The sex difference uncovered by the study might reflect a form of cognitive reserve in women that delays verbal memory decline until the disease becomes more advanced. According to the theory behind cognitive reserve, factors such as education, higher IQ, and occupational achievement allow patients to compensate for neuropathologic changes by, for example, engaging alternative brain networks.
But while the HpVR-by-sex interaction was significant in the study's aMCI group, it wasn't significant in the AD dementia group.
Dr Sundermann and her colleagues had predicted that the sex differences "would be completely abolished" in the AD group. However, while it was abolished for delayed recall, women maintained an advantage over men on the RAVLT immediate recall score, although Dr Sundermann noted that "it was much, much smaller" in the AD group compared with controls and the MCI group.
"Maybe there's not a complete abolishment of the sex difference, but it's highly minimized in the AD stages," she said.
The study didn't find a relationship between hippocampal volume and memory performance in healthy older adults. Previous ADNI studies had shown similar findings, so this wasn't unexpected, said Dr Sundermann.
"We think this lack of relationship may reflect a threshold effect," she said. "As long as the hippocampal volume remains above a certain level, it may not be associated with memory."
Paradoxical Differences
The results might help explain what the authors called the "paradoxical" sex differences in the incidence of aMCI vs AD dementia.
Some studies have reported that more men are diagnosed with MCI whereas more women have AD dementia. In the current study, a greater proportion of men than women had aMCI (56.8% vs 48.5%; P < .002) and a greater proportion of women had AD, although this wasn't significant (19.7% vs 17.8%; P = .08).
"What may be going on is that if women have this advantage in verbal memory, they are perhaps getting diagnosed with MCI later than men, and then once their decline starts, they're declining faster," said Dr Sundermann.
It's possible that women who have MCI during this "shorter window of time" are being missed in studies that assess patients maybe only once every year or two, said Dr Sundermann.

#####

#### QUESTIONS TO ANSWER
(a) Summarize the article on sex differences in memory and Alzheimer's disease in two sentences.
(b) Carry on writing the article on sex differences in memory and Alzheimer's disease, starting after its last sentence.

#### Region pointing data
#####

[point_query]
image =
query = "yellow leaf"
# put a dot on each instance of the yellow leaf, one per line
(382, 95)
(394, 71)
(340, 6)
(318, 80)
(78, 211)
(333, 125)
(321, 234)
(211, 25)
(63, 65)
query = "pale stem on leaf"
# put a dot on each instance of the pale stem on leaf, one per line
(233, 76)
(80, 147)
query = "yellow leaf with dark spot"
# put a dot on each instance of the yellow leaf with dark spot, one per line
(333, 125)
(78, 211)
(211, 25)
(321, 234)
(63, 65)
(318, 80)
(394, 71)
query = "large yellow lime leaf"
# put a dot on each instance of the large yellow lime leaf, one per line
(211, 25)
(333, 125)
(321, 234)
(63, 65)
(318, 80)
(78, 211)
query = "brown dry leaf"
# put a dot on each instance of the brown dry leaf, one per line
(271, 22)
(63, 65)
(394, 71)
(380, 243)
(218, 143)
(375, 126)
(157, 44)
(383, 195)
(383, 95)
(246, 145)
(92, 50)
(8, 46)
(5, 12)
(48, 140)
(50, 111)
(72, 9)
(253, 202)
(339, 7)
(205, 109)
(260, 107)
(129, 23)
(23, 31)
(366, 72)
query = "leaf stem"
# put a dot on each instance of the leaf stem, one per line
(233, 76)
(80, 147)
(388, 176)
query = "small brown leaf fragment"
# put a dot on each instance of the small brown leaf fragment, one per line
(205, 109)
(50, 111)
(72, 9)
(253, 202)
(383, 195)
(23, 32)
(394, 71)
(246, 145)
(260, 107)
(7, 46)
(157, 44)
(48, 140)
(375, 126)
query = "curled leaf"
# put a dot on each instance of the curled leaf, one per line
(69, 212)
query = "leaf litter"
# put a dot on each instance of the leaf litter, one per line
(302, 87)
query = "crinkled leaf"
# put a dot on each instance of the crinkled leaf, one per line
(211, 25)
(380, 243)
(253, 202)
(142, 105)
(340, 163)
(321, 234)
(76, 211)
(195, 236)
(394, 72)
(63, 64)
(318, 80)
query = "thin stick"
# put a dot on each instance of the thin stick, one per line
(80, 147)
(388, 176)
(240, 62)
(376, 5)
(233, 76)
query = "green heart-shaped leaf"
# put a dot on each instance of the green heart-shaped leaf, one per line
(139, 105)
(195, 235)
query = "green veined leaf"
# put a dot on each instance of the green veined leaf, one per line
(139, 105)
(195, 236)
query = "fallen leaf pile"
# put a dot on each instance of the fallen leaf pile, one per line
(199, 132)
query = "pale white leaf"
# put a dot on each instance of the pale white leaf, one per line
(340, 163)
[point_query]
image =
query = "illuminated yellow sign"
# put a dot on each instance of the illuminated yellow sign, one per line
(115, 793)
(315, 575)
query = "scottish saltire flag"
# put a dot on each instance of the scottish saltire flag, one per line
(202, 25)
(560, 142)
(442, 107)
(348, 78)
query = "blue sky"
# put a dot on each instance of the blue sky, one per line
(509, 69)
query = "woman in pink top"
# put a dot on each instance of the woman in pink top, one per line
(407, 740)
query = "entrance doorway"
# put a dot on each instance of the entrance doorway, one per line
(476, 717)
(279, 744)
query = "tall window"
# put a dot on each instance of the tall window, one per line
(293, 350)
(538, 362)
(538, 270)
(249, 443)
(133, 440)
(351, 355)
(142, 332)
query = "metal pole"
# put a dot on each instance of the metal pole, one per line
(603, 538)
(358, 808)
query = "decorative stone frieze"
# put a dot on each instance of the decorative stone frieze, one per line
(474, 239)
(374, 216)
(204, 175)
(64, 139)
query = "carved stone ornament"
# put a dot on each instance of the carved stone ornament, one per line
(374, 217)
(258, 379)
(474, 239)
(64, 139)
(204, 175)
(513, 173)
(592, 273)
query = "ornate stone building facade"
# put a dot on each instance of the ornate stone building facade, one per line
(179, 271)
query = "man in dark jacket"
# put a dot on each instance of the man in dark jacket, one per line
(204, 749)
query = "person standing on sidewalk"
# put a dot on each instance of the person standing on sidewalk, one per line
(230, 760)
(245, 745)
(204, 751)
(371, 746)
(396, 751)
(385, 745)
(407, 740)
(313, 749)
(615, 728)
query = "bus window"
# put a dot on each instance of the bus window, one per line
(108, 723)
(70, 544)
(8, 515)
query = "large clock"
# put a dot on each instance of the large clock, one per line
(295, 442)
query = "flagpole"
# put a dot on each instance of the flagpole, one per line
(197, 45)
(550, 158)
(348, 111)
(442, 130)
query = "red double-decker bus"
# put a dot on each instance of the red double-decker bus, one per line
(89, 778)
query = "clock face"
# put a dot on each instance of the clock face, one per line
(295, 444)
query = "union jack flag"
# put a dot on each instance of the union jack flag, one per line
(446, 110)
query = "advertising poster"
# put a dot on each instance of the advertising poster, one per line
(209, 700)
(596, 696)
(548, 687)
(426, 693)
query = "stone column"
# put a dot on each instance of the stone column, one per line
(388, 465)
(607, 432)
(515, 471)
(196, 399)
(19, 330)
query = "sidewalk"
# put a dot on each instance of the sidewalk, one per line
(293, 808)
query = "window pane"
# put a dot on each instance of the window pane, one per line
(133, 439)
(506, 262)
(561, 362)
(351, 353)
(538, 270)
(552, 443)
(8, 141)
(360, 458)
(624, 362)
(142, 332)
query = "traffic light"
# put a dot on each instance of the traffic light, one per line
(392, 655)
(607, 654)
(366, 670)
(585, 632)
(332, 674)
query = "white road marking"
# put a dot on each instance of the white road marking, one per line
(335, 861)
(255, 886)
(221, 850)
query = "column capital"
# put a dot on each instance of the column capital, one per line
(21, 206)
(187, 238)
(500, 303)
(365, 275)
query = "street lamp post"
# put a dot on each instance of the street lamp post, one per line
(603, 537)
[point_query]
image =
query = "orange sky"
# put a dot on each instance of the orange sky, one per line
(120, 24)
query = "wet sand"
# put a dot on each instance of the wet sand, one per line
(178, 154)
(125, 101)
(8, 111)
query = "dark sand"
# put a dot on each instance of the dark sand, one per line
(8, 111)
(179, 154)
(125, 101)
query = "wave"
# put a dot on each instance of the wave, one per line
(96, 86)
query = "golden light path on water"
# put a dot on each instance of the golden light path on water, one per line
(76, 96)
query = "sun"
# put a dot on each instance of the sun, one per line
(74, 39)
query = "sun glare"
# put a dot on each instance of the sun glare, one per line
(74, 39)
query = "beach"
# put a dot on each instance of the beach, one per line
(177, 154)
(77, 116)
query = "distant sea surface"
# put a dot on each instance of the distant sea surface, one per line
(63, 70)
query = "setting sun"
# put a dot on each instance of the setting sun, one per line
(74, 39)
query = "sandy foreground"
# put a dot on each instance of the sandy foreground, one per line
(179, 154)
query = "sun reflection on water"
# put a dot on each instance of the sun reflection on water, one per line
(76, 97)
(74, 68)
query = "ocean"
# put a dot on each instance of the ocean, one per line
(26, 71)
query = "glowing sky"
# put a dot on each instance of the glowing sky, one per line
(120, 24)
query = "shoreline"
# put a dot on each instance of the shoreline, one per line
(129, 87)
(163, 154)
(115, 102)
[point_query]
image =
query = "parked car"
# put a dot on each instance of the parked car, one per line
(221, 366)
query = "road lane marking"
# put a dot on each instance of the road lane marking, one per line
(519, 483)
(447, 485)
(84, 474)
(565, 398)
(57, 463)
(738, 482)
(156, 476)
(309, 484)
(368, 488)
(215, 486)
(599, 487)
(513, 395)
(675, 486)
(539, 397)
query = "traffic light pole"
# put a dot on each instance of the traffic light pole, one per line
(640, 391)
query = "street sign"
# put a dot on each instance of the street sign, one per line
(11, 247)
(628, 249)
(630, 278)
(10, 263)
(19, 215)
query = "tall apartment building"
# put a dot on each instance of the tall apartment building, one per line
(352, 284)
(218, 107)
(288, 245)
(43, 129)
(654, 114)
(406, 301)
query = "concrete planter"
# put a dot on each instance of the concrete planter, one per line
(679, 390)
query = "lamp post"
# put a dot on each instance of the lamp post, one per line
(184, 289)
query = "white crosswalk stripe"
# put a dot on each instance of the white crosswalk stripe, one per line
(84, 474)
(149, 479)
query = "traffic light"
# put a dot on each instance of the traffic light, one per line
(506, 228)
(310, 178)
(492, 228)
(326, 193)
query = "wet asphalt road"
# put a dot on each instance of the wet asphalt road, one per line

#####

#### OUTPUTS BY TASK
(a) The study's sex difference in memory, which might reflect cognitive reserve in women, was largely but not completely abolished in the AD dementia group, where women kept a much smaller advantage on immediate recall but not on delayed recall. Dr Sundermann suggested that women's verbal memory advantage may lead them to be diagnosed with MCI later than men and then decline faster, which might help explain why more men have MCI and more women have AD dementia.

(b)
She noted that verbal memory is typically the first cognitive domain that declines in AD, and it's tests of this domain that are used to diagnose MCI and AD.
Dr Sundermann and her colleagues now plan to calculate norms based on sex, as well as on age and education, for these cognitive tests.
"We will then apply those to the data and see if perhaps we're picking up more women with MCI who with previous norms were identified as normal because their advantage in verbal memory might have masked any pathology that they already had."
Mary Sano, PhD, director, Alzheimer Disease Research Center, professor, Department of Psychiatry, Mount Sinai School of Medicine, and director of research, James J Peters Veterans Affairs Medical Center, Bronx, New York, coauthored an editorial that accompanied the study.
A "take-away" from this study for clinicians is that they might consider baseline cognitive testing in women, Dr Sano told Medscape Medical News. "The most important thing is not what your score is, but whether it's a change from where you used to be."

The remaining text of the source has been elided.